| WHAT YOU WILL DO |
Rewrite the material below, replacing every "positive clicks" with "foreground clicks" and changing nothing else. Leave the pictures out.

| DATA IN THIS EXERCISE |
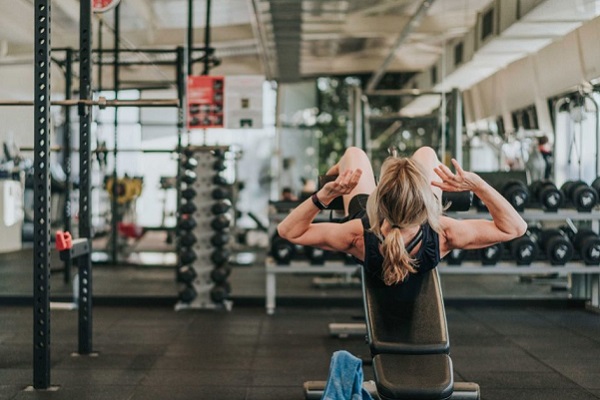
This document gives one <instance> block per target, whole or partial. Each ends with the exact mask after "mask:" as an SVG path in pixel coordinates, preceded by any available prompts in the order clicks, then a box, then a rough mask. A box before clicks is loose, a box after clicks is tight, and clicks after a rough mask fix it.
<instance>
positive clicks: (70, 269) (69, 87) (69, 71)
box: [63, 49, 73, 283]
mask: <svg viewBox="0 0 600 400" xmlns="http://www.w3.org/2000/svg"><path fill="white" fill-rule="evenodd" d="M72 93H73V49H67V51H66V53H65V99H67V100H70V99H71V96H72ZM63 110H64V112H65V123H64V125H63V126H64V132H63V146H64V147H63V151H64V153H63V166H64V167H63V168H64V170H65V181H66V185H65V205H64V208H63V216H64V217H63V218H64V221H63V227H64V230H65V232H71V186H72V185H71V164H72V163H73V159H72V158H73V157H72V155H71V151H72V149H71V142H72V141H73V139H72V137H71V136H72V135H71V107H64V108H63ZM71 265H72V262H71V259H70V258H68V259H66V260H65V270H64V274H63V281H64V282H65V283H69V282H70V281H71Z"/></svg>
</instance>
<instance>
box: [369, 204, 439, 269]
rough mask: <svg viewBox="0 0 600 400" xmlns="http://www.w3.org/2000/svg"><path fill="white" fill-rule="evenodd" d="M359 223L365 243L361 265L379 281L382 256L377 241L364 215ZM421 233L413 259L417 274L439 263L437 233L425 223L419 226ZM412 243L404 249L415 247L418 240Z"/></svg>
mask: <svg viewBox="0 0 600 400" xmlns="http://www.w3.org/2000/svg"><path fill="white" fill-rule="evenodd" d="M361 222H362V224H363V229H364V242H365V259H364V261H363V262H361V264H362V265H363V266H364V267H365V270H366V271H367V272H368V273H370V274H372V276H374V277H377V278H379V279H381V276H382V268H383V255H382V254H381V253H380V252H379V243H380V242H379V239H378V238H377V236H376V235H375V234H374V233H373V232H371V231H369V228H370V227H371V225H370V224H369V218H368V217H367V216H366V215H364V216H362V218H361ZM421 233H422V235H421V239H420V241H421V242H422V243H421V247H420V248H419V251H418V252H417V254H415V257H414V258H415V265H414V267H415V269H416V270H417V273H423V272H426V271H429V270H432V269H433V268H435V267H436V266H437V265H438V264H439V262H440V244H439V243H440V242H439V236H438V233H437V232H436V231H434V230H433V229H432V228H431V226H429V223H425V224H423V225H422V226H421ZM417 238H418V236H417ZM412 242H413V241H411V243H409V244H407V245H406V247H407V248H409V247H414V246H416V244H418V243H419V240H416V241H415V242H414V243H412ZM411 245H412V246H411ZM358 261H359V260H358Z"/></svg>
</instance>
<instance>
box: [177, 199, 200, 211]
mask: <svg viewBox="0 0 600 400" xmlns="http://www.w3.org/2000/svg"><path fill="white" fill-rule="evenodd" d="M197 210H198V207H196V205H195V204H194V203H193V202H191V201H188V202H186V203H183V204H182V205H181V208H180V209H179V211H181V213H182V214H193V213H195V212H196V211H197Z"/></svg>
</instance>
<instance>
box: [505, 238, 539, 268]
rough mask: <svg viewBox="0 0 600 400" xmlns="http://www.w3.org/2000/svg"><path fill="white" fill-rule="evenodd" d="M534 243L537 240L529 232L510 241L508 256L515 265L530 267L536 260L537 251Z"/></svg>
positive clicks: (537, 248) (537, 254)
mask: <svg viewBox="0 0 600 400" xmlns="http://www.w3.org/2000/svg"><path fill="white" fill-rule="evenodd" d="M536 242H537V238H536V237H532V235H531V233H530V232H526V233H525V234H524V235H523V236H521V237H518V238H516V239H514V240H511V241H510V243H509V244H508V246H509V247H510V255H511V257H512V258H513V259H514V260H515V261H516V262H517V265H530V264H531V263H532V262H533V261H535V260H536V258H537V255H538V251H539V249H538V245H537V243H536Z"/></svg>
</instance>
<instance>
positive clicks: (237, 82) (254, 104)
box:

| WRITTEN ANSWER |
This document gives one <instance> block per target, whole or partial. Each ends with the exact mask after "mask:" as an SVG path in pixel coordinates, preceded by any available prompts in the order clicks, then a box, then a rough mask. A box before clicks is loose, a box after clicks is tight, and clicks after a rough mask fix it.
<instance>
foreground clicks: (70, 269) (69, 87) (69, 71)
box: [63, 49, 73, 283]
mask: <svg viewBox="0 0 600 400" xmlns="http://www.w3.org/2000/svg"><path fill="white" fill-rule="evenodd" d="M72 93H73V49H67V51H66V53H65V99H67V100H70V99H71V96H72ZM63 110H64V112H65V123H64V125H63V126H64V132H63V146H64V147H63V151H64V153H63V166H64V167H63V168H64V170H65V181H66V185H65V205H64V208H63V216H64V217H63V218H64V221H63V227H64V230H65V232H71V186H72V185H71V164H72V163H73V159H72V158H73V157H72V155H71V151H72V149H71V142H72V141H73V139H72V137H71V136H72V135H71V107H64V108H63ZM71 265H72V262H71V259H70V258H68V259H66V260H65V270H64V274H63V281H64V282H65V283H69V282H70V281H71Z"/></svg>
</instance>
<instance>
box: [369, 204, 439, 269]
rough mask: <svg viewBox="0 0 600 400" xmlns="http://www.w3.org/2000/svg"><path fill="white" fill-rule="evenodd" d="M359 223L365 243L361 265L379 281L382 256L377 241L364 215ZM421 233L413 259L417 274L439 263L437 233L425 223L419 226ZM412 243L404 249L415 247L418 240Z"/></svg>
mask: <svg viewBox="0 0 600 400" xmlns="http://www.w3.org/2000/svg"><path fill="white" fill-rule="evenodd" d="M361 222H362V224H363V229H364V242H365V259H364V261H363V262H361V264H362V265H363V266H364V267H365V270H366V271H367V272H368V273H370V274H372V276H374V277H377V278H379V279H381V276H382V268H383V255H382V254H381V253H380V252H379V243H380V242H379V239H378V238H377V236H376V235H375V234H374V233H373V232H371V231H369V228H370V227H371V225H370V224H369V218H368V217H367V216H366V215H364V216H362V218H361ZM421 233H422V235H421V239H420V241H421V242H422V243H421V247H420V248H419V251H418V252H417V254H415V257H414V258H415V265H414V267H415V269H416V270H417V273H423V272H426V271H429V270H432V269H433V268H435V267H436V266H437V265H438V264H439V262H440V244H439V243H440V242H439V236H438V233H437V232H436V231H434V230H433V229H432V228H431V226H429V223H425V224H423V225H422V226H421ZM417 238H418V236H417ZM412 242H413V241H411V243H409V244H407V245H406V247H407V248H409V247H414V246H416V244H418V243H419V240H416V241H415V242H414V243H412ZM411 245H412V246H411ZM358 261H359V260H358Z"/></svg>
</instance>
<instance>
box: [177, 199, 200, 211]
mask: <svg viewBox="0 0 600 400" xmlns="http://www.w3.org/2000/svg"><path fill="white" fill-rule="evenodd" d="M197 210H198V207H196V205H195V204H194V203H193V202H191V201H188V202H186V203H183V204H182V205H181V208H180V209H179V211H181V213H182V214H193V213H195V212H196V211H197Z"/></svg>
</instance>
<instance>
box: [505, 238, 539, 268]
rough mask: <svg viewBox="0 0 600 400" xmlns="http://www.w3.org/2000/svg"><path fill="white" fill-rule="evenodd" d="M534 243L537 240L529 232L510 241L508 256L515 265L530 267L536 260L537 251Z"/></svg>
foreground clicks: (537, 248) (537, 254)
mask: <svg viewBox="0 0 600 400" xmlns="http://www.w3.org/2000/svg"><path fill="white" fill-rule="evenodd" d="M536 242H537V238H536V237H532V235H531V233H530V232H526V233H525V234H524V235H523V236H521V237H518V238H516V239H514V240H511V241H510V243H509V244H508V246H509V247H510V255H511V257H512V258H513V259H514V260H515V261H516V262H517V265H530V264H531V263H532V262H533V261H535V260H536V258H537V255H538V251H539V249H538V245H537V243H536Z"/></svg>
</instance>
<instance>
foreground clicks: (237, 82) (254, 104)
box:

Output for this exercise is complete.